(Supplied text)
====================

With an end to the coronavirus lockdown in sight, major commercial landlords remain split on the kind of screening they should employ to make sure tenants and visitors don’t carry Covid-19 into the workplace and reignite the pandemic that’s caused over 60,000 deaths in the United States. 

In China, which beat back the virus in recent months with aggressive measures to shelter and contain its civilians, health officials and government workers popularized the widespread practice of taking temperatures to check for fever  — a potential sign of infection.

As business leaders and officials have looked to Asia for protocols that are effective in managing infection rates while restarting commerce, some New York City landlords have touted the same idea of temperature-taking as a prudent step.

The technology exists to efficiently scan workers and guests using heat-sensitive cameras as they pass through a building’s lobby, without them even knowing their temperatures are being read. The screening method, however, invites logistical, privacy, and liability issues that have contributed to reluctance among some large office owners.

“If you’re refusing someone entry to a building because they have a temperature, you could be violating HIPAA,” said John Santora, the president of Cushman & Wakefield tri-state operations, referring to federal laws that dictate the privacy rules for medical information. “We just had a roundtable with 20 different landlords and there’s a big disparity there. The larger landlords want it, but others are opposed.”

Taking on the role of medical gatekeeper also has landlords worried that they’ll be accused of negligence if they fail to catch an infected person entering the workplace.

====================

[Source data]
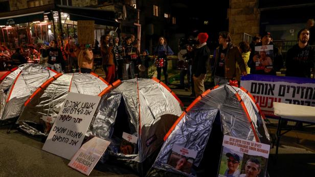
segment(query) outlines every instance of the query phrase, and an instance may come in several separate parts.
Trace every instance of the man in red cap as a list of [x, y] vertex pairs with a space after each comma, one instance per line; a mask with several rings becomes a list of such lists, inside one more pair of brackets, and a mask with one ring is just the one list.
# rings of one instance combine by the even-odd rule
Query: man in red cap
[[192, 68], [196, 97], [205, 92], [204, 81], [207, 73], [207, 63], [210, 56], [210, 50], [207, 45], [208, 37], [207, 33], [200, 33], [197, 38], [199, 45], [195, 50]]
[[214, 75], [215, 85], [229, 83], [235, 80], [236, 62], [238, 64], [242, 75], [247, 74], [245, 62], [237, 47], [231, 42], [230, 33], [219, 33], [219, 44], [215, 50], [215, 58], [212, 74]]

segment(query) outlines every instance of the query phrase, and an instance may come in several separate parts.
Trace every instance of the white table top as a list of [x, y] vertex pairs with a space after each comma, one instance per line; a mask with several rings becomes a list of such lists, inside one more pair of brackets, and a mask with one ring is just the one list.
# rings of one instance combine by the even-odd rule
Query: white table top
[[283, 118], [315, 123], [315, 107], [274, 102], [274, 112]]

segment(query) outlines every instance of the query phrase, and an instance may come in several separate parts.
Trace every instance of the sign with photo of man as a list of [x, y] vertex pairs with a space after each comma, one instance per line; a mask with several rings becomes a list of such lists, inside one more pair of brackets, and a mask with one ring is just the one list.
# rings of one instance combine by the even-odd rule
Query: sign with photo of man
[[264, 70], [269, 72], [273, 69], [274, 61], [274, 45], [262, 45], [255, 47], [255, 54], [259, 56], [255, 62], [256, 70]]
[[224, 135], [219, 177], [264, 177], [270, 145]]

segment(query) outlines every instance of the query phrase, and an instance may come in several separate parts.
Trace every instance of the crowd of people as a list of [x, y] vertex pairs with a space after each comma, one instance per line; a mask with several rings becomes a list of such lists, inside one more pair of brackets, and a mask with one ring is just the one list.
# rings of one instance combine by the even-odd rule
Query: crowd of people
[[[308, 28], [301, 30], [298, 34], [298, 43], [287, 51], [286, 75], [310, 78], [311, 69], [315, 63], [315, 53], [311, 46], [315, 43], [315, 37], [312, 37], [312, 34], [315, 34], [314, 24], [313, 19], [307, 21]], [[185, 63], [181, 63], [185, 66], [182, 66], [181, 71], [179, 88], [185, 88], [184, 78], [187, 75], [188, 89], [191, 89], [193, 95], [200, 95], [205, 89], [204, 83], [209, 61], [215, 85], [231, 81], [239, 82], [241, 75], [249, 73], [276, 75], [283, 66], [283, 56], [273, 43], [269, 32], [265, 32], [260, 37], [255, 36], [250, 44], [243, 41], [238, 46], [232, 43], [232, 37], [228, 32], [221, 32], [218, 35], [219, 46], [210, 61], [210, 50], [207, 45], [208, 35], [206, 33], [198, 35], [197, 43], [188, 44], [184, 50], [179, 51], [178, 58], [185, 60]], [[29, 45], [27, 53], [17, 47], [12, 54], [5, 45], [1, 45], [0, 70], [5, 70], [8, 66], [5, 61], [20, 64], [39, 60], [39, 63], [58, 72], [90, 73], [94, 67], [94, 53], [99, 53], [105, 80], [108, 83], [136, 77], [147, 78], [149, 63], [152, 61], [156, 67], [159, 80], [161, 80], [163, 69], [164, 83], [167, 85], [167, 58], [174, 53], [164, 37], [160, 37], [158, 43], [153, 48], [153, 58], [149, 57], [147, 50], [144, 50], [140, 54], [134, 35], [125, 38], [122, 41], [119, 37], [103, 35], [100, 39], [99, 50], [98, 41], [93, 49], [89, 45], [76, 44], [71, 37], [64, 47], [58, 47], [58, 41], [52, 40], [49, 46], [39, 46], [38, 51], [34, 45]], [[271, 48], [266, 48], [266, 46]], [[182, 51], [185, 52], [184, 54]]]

====================

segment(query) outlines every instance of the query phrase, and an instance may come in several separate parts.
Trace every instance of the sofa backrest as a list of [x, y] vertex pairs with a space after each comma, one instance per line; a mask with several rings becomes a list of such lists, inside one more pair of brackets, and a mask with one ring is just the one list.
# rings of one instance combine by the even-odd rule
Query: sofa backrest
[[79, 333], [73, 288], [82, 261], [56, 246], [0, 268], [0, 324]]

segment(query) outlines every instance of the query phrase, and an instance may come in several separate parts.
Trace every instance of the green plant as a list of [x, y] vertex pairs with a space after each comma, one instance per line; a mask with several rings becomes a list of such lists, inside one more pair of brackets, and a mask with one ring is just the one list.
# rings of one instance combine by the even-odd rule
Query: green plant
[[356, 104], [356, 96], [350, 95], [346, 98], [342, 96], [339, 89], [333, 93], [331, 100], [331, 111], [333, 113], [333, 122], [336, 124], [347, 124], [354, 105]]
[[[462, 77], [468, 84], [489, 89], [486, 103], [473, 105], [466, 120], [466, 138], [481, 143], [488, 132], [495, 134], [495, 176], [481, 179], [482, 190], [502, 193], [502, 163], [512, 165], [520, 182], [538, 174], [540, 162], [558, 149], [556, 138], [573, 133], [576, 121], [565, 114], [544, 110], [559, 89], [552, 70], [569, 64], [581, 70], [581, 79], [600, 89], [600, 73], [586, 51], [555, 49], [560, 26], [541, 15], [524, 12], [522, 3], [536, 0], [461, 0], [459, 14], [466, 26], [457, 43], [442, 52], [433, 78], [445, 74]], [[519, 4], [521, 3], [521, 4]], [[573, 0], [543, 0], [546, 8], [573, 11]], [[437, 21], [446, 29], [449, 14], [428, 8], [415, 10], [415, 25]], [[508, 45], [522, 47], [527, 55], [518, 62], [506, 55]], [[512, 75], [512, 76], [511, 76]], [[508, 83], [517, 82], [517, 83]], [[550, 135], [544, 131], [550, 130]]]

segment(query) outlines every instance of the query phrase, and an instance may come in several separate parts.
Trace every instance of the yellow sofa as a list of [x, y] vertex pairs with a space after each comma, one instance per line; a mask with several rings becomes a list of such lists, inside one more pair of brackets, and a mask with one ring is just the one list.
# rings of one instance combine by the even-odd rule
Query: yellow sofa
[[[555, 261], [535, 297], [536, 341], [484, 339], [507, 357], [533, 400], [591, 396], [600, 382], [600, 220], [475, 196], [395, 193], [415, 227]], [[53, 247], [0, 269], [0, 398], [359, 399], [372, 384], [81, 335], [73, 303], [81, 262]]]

====================

(Tasks to carry out)
a - Reproduce the article on building screening from "Taking on the" to "entering the workplace.".
b - Answer these questions from the article on building screening:
(i) How many deaths in the United States does it attribute to the pandemic?
(ii) What kind of cameras can scan workers and guests as they pass through a lobby?
(iii) How many landlords took part in the roundtable John Santora mentions?
The listing is material of its own, apart from the text.

(Exercise solutions)
a -
Taking on the role of medical gatekeeper also has landlords worried that they’ll be accused of negligence if they fail to catch an infected person entering the workplace.

b -
(i) Over 60,000.
(ii) Heat-sensitive cameras.
(iii) 20.